*PAGE*:

┄┄┄┄┄┄

Friday, December 07, 2007

Israel To Share Intel On Iran

Pundita has the details.

Thursday, December 06, 2007

Shipment To Iran Halted

Banned cargo on the way to Iran is being held in the UAE. Resolution 1747 is here in pdf and concerns non-proliferation of nuclear materials. You can read about 1737 here, it too deals with nuclear proliferation.

In a further ratcheting up of the UAE's determination to curb misuse of its ports, an official there confirmed that the cargo, detained for testing last month, contained materials banned by UN Security Council resolutions 1737 and 1747, while the purchaser of the materials had also been barred by the same resolutions.

"The UAE wants to be seen to take action as they haven't been so proactive in the past on, for example, dual-use materials," says Neil Patrick, analyst for the International Crisis Group, a non-governmental organisation.

Bolton On The NIE

Former ambassador John Bolton has an item on the recently released NIE in the Washington Post today. His main points being:

- the US Intelligence community seems more interested in playing politics and influencing policy, than they do in gathering intelligence

- the newly released NIE isn't much different than the 2005 NIE and it has always been the known civilian nuclear program in Iran that is of concern, as that could so easily be transferred to military use once the basic technology is mastered

- the NIE has only a moderate level of confidence in its conclusions and is also contradictory

- the NIE is based mostly on supposedly new intelligence, the veracity of which is far from clear, some of it from the IAEA, which most agree appears to be rather soft on Iran

- in part, the document was formulated by ex-State Department types who had these same views years ago

- and lastly, that the Bush administration doesn't appear to have a good handle on how this information is released to the public, or how to respond when it is

Saturday, November 03, 2007

Frank Rich: Slapped Down On Iran?

Frank Rich seems to have worked himself into a bit of a tizzy over Iran and Hillary, suggesting Iran could help spell defeat for the Democrats in 2008. That aside, I decided to follow a link he provided to see if it matched his rhetoric. Perhaps he's caught Glenn Greenwald syndrome, linking things that substantively don't measure up:

... a fresh arsenal of hyped, loosey-goosey intelligence and outright falsehoods that are sometimes regurgitated without corroboration by the press.

Mr. Bush has gone so far as to accuse Iran of shipping arms to its Sunni antagonists in the Taliban, a stretch Newsweek finally slapped down last week.

First Newsweek's supposed slap down:

In at least one case the administration seems to be overreaching: Defense officials tell NEWSWEEK that evidence of the Iranian government's shipping arms to the Taliban remains tentative at best.

Anonymous Defense officials? Without knowing who they are, it isn't even clear if they'd be privy to any intelligence that exists. The Washington Post did a little better than that when they covered the subject in some depth. And one of their sources was Sec Def Gates, who Rich sites as a "saner military mind" in his column linked above. Note the quote from Gates in bold that both acknowledges the shipments and their size. You'd think Rich would know what a slap down is given his history of being kicked around the blogosphere. Apparently not.

Iranian Arms Destined for Taliban Seized in Afghanistan, Officials Say
'Large' Shipment Said to Include Armor-Piercing Bombs

An Iranian arms shipment destined for the Taliban was intercepted Sept. 6 by the international force in Afghanistan in what appears to be an escalating flow of weaponry between the two former enemies, according to officials from countries in the NATO-led International Security Assistance Force.

┄┄┄┄┄┄

*WORK TO COMPLETE*:
- A) Quote the blog posts on Iran from "In at least" to "blogosphere. Apparently not.".
- B) Extend the blog posts on Iran, starting after their last sentence.

*STORED ROWS*:
┄┄┄┄┄┄

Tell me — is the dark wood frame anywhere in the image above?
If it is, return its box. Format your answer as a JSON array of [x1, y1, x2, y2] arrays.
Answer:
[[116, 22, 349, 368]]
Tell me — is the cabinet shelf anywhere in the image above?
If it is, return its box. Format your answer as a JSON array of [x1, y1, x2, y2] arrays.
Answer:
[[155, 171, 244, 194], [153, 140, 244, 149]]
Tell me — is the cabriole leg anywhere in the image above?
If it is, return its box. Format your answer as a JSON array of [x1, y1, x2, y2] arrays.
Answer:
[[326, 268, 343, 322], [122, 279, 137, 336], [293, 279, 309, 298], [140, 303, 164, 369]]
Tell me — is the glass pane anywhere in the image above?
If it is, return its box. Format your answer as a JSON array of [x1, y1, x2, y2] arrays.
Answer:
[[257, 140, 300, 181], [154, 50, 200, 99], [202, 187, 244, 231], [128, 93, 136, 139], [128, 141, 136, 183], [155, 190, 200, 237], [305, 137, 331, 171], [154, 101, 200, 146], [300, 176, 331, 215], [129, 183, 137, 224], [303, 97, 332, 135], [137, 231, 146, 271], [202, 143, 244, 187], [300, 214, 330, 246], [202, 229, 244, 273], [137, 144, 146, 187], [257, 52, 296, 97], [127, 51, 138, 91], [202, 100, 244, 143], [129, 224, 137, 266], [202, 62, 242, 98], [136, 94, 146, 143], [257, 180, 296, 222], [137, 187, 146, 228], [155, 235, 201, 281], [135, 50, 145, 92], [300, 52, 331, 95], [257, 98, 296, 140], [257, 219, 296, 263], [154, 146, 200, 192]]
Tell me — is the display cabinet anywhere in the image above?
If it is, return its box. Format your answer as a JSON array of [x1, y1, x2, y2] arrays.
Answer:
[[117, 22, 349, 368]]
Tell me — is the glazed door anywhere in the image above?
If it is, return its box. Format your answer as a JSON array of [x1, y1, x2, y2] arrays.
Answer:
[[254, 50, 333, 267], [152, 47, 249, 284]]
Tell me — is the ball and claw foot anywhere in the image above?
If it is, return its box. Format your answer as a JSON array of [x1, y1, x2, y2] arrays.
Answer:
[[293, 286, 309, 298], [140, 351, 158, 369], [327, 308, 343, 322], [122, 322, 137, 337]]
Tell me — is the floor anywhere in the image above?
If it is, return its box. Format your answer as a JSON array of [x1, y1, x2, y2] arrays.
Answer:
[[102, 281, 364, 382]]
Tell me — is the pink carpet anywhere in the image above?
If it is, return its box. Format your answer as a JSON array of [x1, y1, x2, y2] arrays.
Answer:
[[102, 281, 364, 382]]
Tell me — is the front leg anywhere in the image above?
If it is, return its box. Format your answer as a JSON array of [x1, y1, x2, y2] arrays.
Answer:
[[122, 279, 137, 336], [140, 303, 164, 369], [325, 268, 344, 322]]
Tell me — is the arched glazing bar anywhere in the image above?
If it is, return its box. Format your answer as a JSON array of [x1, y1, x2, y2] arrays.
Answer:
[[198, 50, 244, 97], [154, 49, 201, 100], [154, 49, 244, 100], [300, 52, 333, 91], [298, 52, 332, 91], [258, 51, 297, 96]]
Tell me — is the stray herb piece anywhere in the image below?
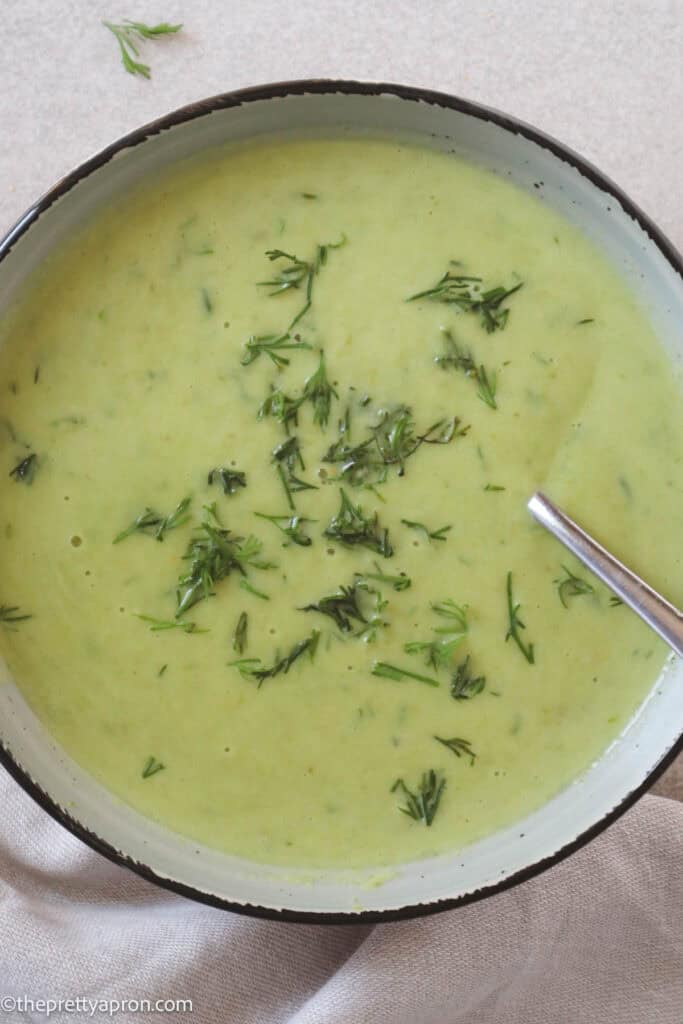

┄┄┄┄┄┄

*ANSWERS FOR THE TASKS*:
- A)
In at least one case the administration seems to be overreaching: Defense officials tell NEWSWEEK that evidence of the Iranian government's shipping arms to the Taliban remains tentative at best.

Anonymous Defense officials? Without knowing who they are, it isn't even clear if they'd be privy to any intelligence that exists. The Washington Post did a little better than that when they covered the subject in some depth. And one of their sources was Sec Def Gates, who Rich sites as a "saner military mind" in his column linked above. Note the quote from Gates in bold that both acknowledges the shipments and their size. You'd think Rich would know what a slap down is given his history of being kicked around the blogosphere. Apparently not.

- B)
The NATO-led force interdicted two smaller shipments of similar weapons from Iran into southern Helmand province April 11 and May 3.

U.S. officials began to publicly accuse Iran of aiding the Taliban several months ago. R. Nicholas Burns, the undersecretary of state for political affairs, said in June that there was "irrefutable evidence" Iran was using its elite Revolutionary Guard Corps to arm the Taliban.

At the time, other officials were more cautious about earlier intercepted arms shipments. U.S. Army Gen. Dan K. McNeill, commander of NATO forces in Afghanistan, said there was no concrete evidence that the Iranian government was backing the Taliban. But he said it was possible that some elements in Iran were aiding the Taliban as a way of hedging their bets in Afghanistan.

Secretary of Defense Robert M. Gates said then that it was likely that Iranian officials at least knew about the shipments. "I haven't seen any intelligence specifically to this effect, but I would say, given the quantities that we're seeing, it is difficult to believe that it's associated with smuggling or the drug business or that it's taking place without the knowledge of the Iranian government," he said in June.

Friday, October 26, 2007

The Iranian Women Rugby Conundrum

Sge_ntw22_261007043853_photo01_phot Okay, apparently "powerful" Iranian women have taken to playing Rugby ... in modest dress. I think this is just a clever ploy to keep them from playing softball, because lord knows what kind of women play softball ... and they certainly don't have any of those people there.

In early 2006, Gorgan University advised me to play rugby because of my physical power," said the well-built Shahsavari, who overcame objections from her family who worried about her travelling to training from a Tehran suburb.

Thursday, October 04, 2007

Post Columbia: Iran Postures As Soldiers Die

Quite a sad juxtaposition in the headlines we have coming over the wires tonight. One from Iran and one out of Britain, not the US.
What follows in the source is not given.